▸ **Task to carry out**
Gather every line in the entries below that contains the string "sleeve" and copy each such line in full. The match is case-sensitive.

▸ **Data listing**
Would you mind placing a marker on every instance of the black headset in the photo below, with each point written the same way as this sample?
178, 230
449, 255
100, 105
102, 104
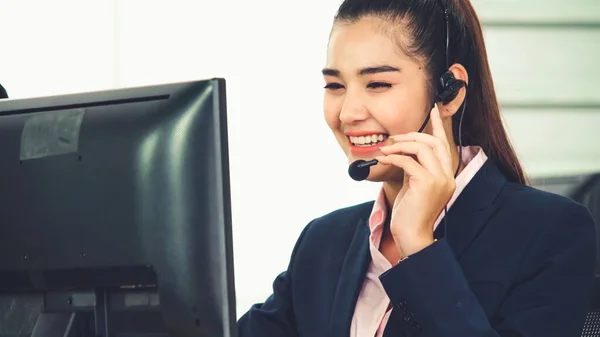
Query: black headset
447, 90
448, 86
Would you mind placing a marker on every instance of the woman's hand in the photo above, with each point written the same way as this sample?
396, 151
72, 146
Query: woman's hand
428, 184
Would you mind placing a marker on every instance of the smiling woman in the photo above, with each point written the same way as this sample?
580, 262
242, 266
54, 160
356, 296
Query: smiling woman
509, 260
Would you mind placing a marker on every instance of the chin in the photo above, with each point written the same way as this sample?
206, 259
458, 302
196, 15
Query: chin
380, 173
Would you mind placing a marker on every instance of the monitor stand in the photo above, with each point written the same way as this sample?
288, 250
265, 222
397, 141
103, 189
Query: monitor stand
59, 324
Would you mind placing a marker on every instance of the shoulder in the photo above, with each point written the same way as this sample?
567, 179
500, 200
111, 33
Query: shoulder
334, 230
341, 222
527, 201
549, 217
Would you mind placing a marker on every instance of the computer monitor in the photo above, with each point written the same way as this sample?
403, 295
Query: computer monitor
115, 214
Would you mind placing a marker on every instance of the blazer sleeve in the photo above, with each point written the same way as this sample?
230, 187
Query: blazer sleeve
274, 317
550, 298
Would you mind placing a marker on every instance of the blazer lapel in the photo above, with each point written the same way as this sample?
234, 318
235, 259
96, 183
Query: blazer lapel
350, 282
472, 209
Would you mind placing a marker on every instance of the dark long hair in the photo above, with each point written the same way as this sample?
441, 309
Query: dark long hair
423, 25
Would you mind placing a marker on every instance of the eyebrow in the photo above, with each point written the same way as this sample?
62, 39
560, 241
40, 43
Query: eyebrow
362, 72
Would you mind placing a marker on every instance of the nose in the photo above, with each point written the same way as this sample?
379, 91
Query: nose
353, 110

...

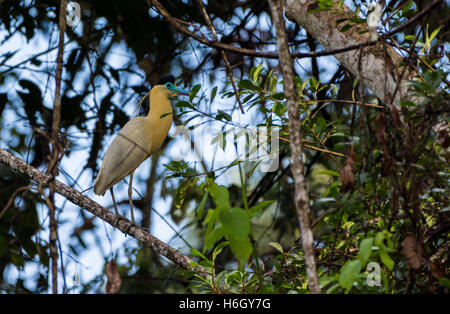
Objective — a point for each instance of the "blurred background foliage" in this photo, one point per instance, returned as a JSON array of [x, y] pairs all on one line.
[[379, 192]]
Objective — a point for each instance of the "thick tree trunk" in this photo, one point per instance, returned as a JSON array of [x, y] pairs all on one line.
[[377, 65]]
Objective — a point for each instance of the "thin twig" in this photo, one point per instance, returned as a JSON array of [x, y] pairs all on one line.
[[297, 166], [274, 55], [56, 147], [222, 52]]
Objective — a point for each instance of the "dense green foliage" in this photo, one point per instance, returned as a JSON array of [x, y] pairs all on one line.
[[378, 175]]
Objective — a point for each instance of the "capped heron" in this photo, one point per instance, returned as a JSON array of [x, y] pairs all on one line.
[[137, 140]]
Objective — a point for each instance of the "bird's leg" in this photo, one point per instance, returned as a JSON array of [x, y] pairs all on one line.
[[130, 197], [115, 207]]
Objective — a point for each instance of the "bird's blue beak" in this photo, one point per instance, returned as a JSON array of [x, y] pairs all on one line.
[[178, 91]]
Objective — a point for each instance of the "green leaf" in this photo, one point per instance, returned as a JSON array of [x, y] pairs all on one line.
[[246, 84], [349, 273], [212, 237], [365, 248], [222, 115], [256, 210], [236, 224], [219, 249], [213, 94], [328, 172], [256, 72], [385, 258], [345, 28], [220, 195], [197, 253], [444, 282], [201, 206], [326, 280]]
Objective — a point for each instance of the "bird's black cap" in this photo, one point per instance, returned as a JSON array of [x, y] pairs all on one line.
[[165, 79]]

--

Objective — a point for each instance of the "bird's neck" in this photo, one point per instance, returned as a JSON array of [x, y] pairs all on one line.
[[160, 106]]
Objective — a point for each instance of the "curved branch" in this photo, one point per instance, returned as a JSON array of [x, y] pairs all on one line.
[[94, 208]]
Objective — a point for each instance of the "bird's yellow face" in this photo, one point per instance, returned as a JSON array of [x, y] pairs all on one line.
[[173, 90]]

▸ **Solved problem**
Would you mind placing a marker on every instance of the blazer sleeve in the photo above, with each point written the same way as this sample?
Query: blazer sleeve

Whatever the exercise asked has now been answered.